[Text provided start]

Important: This package does not include dictionary files. You need to provide your own:

  • System Dictionary: Download from Sudachi releases
  • User Dictionary: Build your own using the CLI tools or provide existing .dic files

Example dictionary paths:

  • system_core.dic - Core system dictionary
  • system_full.dic - Full system dictionary
  • user.dic - User dictionary (optional)

Split Modes

Sudachi provides three tokenization modes:

  • Mode A: Shortest possible segmentation (most granular)
  • Mode B: Medium segmentation (balanced)
  • Mode C: Longest possible segmentation (least granular)

Example with "京都に行きました":

Mode A: 京都|に|行き|まし|た
Mode B: 京都|に|行きました
Mode C: 京都|に行きました

Configuration

Load configuration from a JSON file:

import { loadConfig } from 'sudachi-ts/config/config.js';
import { Dictionary } from 'sudachi-ts/core/dictionary.js';

const config = await loadConfig('./sudachi.json');
const dict = Dictionary.create();

Example sudachi.json:

{
  "systemDict": "system_core.dic",
  "userDicts": ["user.dic"],
  "characterDefinitionFile": "char.def",
  "plugins": [
    {
      "className": "sudachi-ts/plugins/inputText/defaultInputTextPlugin.js",
      "settings": {
        "normalize": true
      }
    }
  ]
}

For non-absolute file references in config (dictionary files, plugin module paths, and built-in plugin file settings), Sudachi-TS tries paths relative to the config file first, then relative to the current working directory.

By default, Sudachi-TS enables a built-in compound-particle lexicon ("enableDefaultCompoundParticles": true) so forms such as かも, のか, and だから are tokenized as single morphemes. Set it to false to disable:

{
  "enableDefaultCompoundParticles": false
}

The default OOV plugin stack also injects counter aliases in numeric contexts, so kana counters such as りんごを1こください。 are analyzed as りんご / を / 1 / こ / ください / 。 with the counter normalized to instead of falling through to unrelated dictionary entries.

[Text provided end]

### Task statement
Please answer these questions about the Sudachi-TS documentation above:
(a) Which split mode produces the longest possible segmentation?
(b) When a config file gives a non-absolute file reference, where does Sudachi-TS look first?
(c) Which setting, set to false, turns off the built-in compound-particle lexicon?

[Records supplied start]

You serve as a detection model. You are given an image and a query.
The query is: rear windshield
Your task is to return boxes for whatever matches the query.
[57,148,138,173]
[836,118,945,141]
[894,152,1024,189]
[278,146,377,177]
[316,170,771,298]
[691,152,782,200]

[Records supplied end]

### Problem solution
(a) Mode C
(b) Relative to the config file
(c) "enableDefaultCompoundParticles"